__Your instructions__
Where does the word "below" show up in the records? Copy every line that has it.

__Entries supplied__
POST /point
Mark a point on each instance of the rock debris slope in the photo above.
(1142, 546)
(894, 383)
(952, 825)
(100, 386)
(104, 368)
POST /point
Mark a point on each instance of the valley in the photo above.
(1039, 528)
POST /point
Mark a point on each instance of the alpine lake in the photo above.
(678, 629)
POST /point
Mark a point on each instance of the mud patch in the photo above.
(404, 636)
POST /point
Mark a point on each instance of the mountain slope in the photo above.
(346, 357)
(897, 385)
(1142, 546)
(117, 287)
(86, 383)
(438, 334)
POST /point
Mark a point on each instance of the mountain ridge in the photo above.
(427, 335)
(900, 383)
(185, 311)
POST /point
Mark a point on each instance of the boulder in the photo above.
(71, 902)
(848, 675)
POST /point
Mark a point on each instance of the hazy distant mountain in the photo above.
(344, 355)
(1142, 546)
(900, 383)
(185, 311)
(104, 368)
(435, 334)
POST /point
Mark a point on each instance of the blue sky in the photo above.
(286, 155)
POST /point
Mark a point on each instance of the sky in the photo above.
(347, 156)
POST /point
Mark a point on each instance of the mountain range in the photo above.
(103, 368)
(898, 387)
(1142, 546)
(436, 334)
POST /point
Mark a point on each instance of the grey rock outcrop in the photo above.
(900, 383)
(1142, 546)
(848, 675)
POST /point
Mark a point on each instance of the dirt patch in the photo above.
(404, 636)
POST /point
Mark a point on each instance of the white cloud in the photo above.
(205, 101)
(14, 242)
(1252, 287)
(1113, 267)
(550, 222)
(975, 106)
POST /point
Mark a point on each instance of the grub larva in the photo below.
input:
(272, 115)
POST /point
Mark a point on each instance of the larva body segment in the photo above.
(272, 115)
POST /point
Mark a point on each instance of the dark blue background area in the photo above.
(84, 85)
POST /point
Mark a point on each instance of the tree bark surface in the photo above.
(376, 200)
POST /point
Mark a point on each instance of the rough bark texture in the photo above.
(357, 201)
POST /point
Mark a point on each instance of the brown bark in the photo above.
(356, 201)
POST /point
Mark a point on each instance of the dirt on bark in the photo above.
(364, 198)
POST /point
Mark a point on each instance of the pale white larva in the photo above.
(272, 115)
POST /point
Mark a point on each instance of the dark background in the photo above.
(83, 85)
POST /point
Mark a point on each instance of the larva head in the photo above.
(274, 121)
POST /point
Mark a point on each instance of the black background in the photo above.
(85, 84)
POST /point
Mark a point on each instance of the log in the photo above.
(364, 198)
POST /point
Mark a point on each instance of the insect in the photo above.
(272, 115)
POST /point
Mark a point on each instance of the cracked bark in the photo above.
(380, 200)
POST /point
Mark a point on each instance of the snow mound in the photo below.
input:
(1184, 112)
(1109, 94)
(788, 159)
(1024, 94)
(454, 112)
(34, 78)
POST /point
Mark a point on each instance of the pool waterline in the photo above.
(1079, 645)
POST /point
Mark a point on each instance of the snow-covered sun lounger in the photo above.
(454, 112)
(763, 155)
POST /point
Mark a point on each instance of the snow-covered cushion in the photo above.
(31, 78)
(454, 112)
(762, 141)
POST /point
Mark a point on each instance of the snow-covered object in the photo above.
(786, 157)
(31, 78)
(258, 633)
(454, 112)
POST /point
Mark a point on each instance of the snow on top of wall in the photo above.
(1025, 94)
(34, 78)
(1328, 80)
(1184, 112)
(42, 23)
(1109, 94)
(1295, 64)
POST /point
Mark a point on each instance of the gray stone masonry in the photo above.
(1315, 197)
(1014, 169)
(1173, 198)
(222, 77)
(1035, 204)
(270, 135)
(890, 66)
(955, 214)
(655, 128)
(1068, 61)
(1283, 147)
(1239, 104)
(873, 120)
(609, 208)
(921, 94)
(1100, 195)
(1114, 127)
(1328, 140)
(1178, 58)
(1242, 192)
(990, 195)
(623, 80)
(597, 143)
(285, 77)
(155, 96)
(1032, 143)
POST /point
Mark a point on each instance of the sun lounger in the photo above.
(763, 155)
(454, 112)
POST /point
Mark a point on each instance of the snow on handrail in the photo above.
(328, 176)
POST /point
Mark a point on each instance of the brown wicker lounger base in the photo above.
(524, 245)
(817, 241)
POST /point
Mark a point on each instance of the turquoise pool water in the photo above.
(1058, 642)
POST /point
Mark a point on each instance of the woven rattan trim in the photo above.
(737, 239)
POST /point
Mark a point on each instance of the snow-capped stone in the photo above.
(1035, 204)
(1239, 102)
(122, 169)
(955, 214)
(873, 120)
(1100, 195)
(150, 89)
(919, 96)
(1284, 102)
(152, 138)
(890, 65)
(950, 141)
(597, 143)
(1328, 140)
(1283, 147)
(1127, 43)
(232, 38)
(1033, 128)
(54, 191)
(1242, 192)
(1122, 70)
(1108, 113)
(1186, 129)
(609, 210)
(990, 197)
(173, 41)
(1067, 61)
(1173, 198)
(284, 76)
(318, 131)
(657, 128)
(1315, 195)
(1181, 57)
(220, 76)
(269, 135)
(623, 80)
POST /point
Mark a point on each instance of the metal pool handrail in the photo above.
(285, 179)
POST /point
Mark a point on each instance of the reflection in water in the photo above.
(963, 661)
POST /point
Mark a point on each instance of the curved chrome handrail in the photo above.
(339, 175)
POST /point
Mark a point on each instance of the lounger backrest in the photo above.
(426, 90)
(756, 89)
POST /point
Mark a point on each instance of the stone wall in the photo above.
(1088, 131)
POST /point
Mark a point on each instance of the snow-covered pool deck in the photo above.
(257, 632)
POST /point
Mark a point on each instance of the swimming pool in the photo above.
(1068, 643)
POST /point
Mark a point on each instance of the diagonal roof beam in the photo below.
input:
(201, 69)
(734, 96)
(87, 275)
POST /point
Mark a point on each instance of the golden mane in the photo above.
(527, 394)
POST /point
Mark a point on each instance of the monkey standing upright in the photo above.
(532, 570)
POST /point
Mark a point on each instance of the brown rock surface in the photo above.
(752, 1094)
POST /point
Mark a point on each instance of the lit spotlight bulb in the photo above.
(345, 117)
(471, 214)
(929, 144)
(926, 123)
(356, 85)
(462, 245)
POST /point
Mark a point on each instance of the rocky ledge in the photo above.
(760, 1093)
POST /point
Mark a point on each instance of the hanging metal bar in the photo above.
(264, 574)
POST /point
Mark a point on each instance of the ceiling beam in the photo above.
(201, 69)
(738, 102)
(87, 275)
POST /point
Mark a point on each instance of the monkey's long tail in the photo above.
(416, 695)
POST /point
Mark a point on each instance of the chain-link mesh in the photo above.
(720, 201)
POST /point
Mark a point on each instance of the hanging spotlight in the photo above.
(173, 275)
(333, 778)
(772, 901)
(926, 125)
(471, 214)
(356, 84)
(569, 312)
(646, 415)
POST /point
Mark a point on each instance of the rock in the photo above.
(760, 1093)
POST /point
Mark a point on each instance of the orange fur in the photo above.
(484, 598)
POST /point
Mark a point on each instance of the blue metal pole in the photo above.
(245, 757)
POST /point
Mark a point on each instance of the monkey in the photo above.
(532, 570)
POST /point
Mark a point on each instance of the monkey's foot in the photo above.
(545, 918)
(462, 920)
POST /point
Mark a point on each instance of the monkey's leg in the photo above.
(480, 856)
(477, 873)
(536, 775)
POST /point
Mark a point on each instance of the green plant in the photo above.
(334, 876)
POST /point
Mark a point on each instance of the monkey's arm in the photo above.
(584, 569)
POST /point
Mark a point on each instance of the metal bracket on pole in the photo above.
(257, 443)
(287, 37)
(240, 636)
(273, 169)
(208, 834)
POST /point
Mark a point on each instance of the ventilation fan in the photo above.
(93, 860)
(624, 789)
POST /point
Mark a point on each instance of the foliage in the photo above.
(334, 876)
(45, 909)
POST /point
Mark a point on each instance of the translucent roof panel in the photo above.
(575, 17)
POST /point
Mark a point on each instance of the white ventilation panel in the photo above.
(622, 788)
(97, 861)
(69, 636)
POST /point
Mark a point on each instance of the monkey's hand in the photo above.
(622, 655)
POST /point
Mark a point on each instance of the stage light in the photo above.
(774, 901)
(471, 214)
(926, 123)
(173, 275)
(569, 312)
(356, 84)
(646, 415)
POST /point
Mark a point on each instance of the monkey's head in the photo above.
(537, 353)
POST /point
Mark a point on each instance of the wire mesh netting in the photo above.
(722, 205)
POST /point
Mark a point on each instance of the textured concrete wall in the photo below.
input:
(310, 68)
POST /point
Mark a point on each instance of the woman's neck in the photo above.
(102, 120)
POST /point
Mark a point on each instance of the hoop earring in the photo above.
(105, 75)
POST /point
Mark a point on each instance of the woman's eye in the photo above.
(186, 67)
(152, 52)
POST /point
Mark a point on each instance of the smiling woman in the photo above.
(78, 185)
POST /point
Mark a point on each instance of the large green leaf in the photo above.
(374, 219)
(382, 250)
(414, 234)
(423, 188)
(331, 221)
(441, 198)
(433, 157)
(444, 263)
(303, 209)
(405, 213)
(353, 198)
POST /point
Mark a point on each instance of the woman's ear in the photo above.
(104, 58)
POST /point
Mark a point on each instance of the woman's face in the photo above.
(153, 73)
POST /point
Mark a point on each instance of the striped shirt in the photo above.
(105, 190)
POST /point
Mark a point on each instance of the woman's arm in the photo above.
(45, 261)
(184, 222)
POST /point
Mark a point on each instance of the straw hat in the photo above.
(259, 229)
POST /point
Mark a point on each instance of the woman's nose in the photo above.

__Finished exercise__
Mark a point on each instance of the grub larva in the photo below.
Mark a point on each instance of the snow mound in the photo below.
Mark a point on each instance of the diagonal roof beam in the photo below.
Mark a point on each instance of the textured concrete wall in the photo below.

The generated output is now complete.